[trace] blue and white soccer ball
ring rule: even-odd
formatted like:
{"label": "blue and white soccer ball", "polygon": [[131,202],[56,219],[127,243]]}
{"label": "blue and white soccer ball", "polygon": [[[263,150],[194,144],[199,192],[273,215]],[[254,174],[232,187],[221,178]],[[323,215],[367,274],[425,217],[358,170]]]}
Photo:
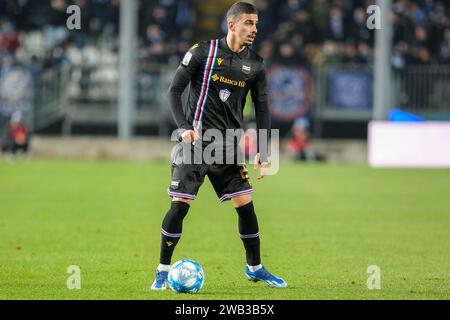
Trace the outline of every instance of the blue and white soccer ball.
{"label": "blue and white soccer ball", "polygon": [[205,282],[203,269],[193,260],[179,260],[170,267],[168,283],[177,293],[197,293],[202,288],[203,282]]}

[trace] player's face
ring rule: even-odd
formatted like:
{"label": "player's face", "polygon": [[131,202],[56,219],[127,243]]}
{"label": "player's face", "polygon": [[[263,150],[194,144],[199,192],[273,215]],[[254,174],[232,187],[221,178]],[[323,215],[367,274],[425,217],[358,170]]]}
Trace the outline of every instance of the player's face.
{"label": "player's face", "polygon": [[243,45],[249,46],[253,44],[256,33],[258,32],[256,25],[258,23],[257,14],[241,14],[237,21],[232,23],[231,30],[236,34],[237,39]]}

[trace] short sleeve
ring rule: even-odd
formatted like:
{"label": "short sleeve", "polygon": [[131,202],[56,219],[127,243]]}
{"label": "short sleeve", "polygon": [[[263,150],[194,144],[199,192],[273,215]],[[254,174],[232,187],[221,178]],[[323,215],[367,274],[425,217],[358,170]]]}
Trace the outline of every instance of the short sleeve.
{"label": "short sleeve", "polygon": [[181,60],[180,67],[184,68],[189,74],[195,74],[202,65],[202,46],[200,43],[194,44]]}

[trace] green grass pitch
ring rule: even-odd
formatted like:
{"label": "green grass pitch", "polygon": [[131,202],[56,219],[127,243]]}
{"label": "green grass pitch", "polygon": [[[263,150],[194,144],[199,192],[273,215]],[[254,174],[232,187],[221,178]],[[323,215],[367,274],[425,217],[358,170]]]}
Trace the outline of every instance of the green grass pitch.
{"label": "green grass pitch", "polygon": [[[262,260],[286,289],[246,280],[237,214],[206,179],[174,260],[195,295],[149,291],[169,207],[168,164],[0,162],[0,299],[449,299],[450,171],[282,165],[256,181]],[[81,268],[69,290],[67,267]],[[367,268],[381,270],[369,290]]]}

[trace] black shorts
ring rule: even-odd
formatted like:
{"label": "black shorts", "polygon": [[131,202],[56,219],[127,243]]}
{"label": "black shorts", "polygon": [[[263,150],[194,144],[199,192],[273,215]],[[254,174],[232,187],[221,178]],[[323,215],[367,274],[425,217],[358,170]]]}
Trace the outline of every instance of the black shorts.
{"label": "black shorts", "polygon": [[172,155],[172,181],[167,189],[170,197],[194,200],[205,176],[221,202],[253,193],[245,164],[185,164],[174,159],[182,157],[181,153],[178,149]]}

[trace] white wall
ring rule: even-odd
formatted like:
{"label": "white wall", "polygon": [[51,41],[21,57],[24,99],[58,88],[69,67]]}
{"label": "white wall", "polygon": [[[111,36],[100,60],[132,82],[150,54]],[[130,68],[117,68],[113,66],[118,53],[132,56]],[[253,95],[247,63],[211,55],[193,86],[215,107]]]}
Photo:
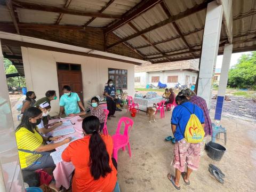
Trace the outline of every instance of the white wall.
{"label": "white wall", "polygon": [[[146,76],[148,76],[148,77]],[[151,82],[151,77],[153,76],[159,76],[159,81],[162,83],[167,84],[168,87],[173,87],[177,84],[177,83],[167,83],[169,76],[178,76],[178,82],[181,83],[181,84],[185,84],[186,76],[188,75],[189,77],[189,84],[193,83],[192,82],[193,77],[196,78],[197,77],[197,72],[193,72],[187,70],[169,70],[165,71],[154,71],[154,72],[140,72],[135,73],[135,77],[140,77],[140,83],[135,83],[135,87],[145,87],[146,85],[148,84],[152,84],[155,86],[157,86],[157,83],[152,83]],[[145,83],[145,81],[148,79]]]}
{"label": "white wall", "polygon": [[[70,54],[33,48],[21,47],[24,70],[28,91],[34,91],[38,99],[44,97],[47,90],[55,90],[59,95],[56,62],[81,64],[83,79],[84,102],[97,94],[102,96],[108,79],[108,68],[127,69],[127,90],[134,94],[134,66],[113,60]],[[52,101],[51,115],[59,112],[59,98]]]}

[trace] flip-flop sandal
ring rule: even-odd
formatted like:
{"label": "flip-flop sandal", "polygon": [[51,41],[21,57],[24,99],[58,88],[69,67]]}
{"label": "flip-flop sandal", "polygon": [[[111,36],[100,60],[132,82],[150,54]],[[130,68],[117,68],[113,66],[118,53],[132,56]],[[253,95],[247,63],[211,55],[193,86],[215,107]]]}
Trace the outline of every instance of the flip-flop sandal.
{"label": "flip-flop sandal", "polygon": [[184,180],[184,182],[186,185],[190,185],[190,181],[188,180],[188,181],[186,181],[185,180],[185,175],[186,175],[186,172],[182,172],[181,173],[181,175],[182,175],[183,180]]}
{"label": "flip-flop sandal", "polygon": [[[171,178],[169,178],[169,175],[171,175]],[[168,179],[171,181],[171,182],[172,182],[172,185],[173,185],[173,186],[174,186],[174,187],[176,188],[176,189],[178,189],[178,190],[180,190],[180,187],[178,187],[178,186],[175,184],[175,181],[174,181],[175,177],[174,177],[174,176],[172,175],[170,173],[168,173],[168,174],[167,175],[167,177]]]}
{"label": "flip-flop sandal", "polygon": [[175,144],[175,142],[176,142],[176,140],[174,138],[172,138],[171,140],[172,141],[172,143],[173,144]]}
{"label": "flip-flop sandal", "polygon": [[220,173],[219,173],[219,172],[213,169],[211,167],[209,167],[209,172],[211,173],[211,174],[213,175],[213,177],[215,178],[215,179],[216,179],[216,180],[218,181],[219,181],[221,183],[224,183],[224,180],[221,178],[221,176],[220,175]]}
{"label": "flip-flop sandal", "polygon": [[172,136],[168,136],[168,137],[165,138],[165,141],[171,141],[172,138]]}
{"label": "flip-flop sandal", "polygon": [[224,173],[223,173],[223,172],[221,171],[221,170],[218,167],[215,166],[214,165],[211,164],[209,164],[209,167],[210,167],[212,169],[214,169],[214,170],[217,171],[220,174],[220,175],[221,175],[221,177],[222,178],[225,177],[225,174]]}

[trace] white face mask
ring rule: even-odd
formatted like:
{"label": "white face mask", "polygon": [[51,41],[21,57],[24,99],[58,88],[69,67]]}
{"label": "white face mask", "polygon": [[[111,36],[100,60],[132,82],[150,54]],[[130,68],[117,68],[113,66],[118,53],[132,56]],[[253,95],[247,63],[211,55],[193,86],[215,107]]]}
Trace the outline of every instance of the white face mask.
{"label": "white face mask", "polygon": [[43,114],[42,115],[42,116],[43,117],[46,117],[48,115],[49,115],[49,113],[50,113],[50,111],[47,111],[46,113],[43,113]]}

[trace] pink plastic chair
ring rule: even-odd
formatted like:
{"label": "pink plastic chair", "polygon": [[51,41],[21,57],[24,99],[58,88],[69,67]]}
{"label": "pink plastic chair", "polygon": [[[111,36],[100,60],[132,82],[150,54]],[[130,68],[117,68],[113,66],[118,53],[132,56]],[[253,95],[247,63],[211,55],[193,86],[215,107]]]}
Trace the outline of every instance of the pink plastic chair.
{"label": "pink plastic chair", "polygon": [[105,122],[104,122],[104,127],[103,127],[103,134],[107,135],[108,134],[108,127],[107,127],[107,119],[109,111],[108,109],[104,109],[104,112],[105,112]]}
{"label": "pink plastic chair", "polygon": [[127,111],[131,110],[133,108],[135,108],[135,106],[137,106],[138,113],[139,113],[139,104],[135,103],[133,102],[133,98],[132,96],[127,96],[127,99],[128,100],[128,108]]}
{"label": "pink plastic chair", "polygon": [[[121,128],[122,123],[124,123],[124,134],[120,134],[120,129]],[[123,148],[123,150],[125,150],[125,146],[128,146],[130,157],[132,156],[131,153],[131,147],[129,143],[130,132],[133,125],[133,121],[130,118],[123,117],[119,120],[116,133],[112,136],[114,141],[113,157],[115,158],[117,162],[117,154],[119,149]],[[130,128],[129,129],[129,127]]]}
{"label": "pink plastic chair", "polygon": [[164,103],[165,100],[163,100],[161,102],[157,103],[157,107],[156,108],[156,114],[157,113],[157,111],[159,110],[160,111],[160,117],[163,118],[164,117]]}

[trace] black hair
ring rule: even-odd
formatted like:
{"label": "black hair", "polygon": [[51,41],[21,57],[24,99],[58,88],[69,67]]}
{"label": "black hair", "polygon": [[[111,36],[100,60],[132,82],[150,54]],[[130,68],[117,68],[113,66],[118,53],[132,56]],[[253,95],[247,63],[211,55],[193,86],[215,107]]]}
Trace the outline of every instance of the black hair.
{"label": "black hair", "polygon": [[45,93],[45,96],[46,97],[52,97],[55,94],[56,94],[56,91],[54,90],[49,90],[49,91],[47,91]]}
{"label": "black hair", "polygon": [[93,97],[92,99],[91,99],[91,102],[92,102],[92,100],[93,100],[98,103],[99,102],[99,99],[97,97]]}
{"label": "black hair", "polygon": [[89,142],[89,166],[91,174],[96,180],[100,177],[106,177],[112,171],[109,166],[109,155],[106,144],[99,133],[99,118],[94,116],[85,117],[83,121],[82,127],[87,134],[91,134]]}
{"label": "black hair", "polygon": [[25,127],[32,133],[35,133],[34,129],[35,128],[35,126],[31,124],[29,122],[29,119],[31,118],[37,117],[40,114],[42,114],[42,111],[40,109],[34,107],[29,107],[23,114],[21,122],[18,125],[15,131],[17,131],[21,127]]}
{"label": "black hair", "polygon": [[180,105],[189,101],[188,100],[188,99],[187,99],[187,97],[185,95],[182,95],[182,93],[181,92],[180,92],[179,93],[178,93],[177,96],[176,96],[176,98],[175,98],[175,102],[176,102],[176,104],[179,105],[178,101]]}
{"label": "black hair", "polygon": [[29,98],[29,97],[31,97],[33,94],[33,93],[35,93],[34,91],[28,91],[27,93],[26,93],[26,99],[25,100],[26,101],[31,101],[31,98]]}
{"label": "black hair", "polygon": [[66,89],[66,90],[67,90],[68,91],[71,91],[71,87],[68,85],[64,85],[63,86],[62,90],[64,90],[65,89]]}
{"label": "black hair", "polygon": [[108,83],[108,84],[109,84],[109,83],[110,83],[111,82],[113,82],[113,80],[112,80],[111,79],[108,79],[108,83]]}

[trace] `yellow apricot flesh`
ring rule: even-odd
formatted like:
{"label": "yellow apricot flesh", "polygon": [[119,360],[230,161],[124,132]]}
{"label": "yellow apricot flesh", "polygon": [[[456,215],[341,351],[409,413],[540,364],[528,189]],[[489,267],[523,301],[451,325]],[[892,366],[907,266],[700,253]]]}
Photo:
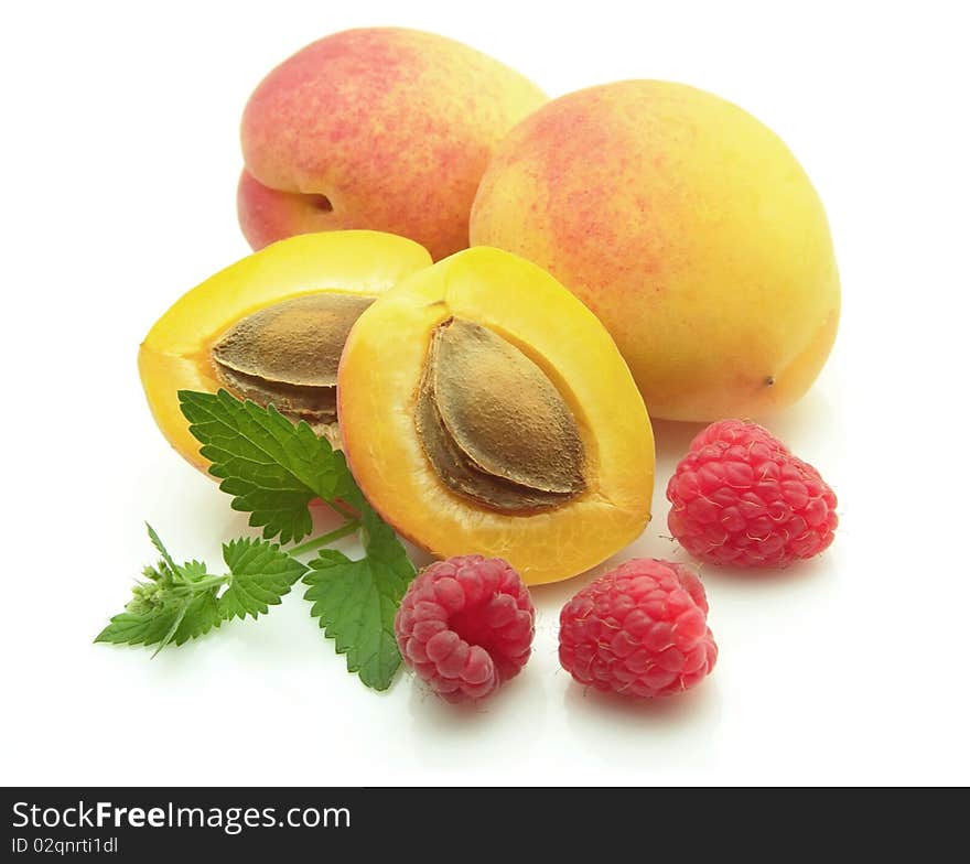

+--

● WHAT IS BEING ASKED
Rewrite the items starting with the line containing "[trace] flip-flop sandal" and going on through the line containing "Trace the outline of every instance of the flip-flop" as a Markdown table with two columns, No. and Line, numbering each line and leaving out any blank lines.

● SOLUTION TO THIS EXERCISE
| No. | Line |
|---|---|
| 1 | [trace] flip-flop sandal |
| 2 | ring rule: even-odd |
| 3 | formatted like: |
| 4 | {"label": "flip-flop sandal", "polygon": [[51,41],[21,57],[24,99],[58,88],[69,67]]} |
| 5 | {"label": "flip-flop sandal", "polygon": [[[111,36],[100,60],[132,82],[150,54]],[[130,68],[117,68],[113,66],[118,53],[132,56]],[[253,95],[247,63],[211,55],[193,86],[215,107]]]} |
| 6 | Trace the outline of every instance of the flip-flop sandal. |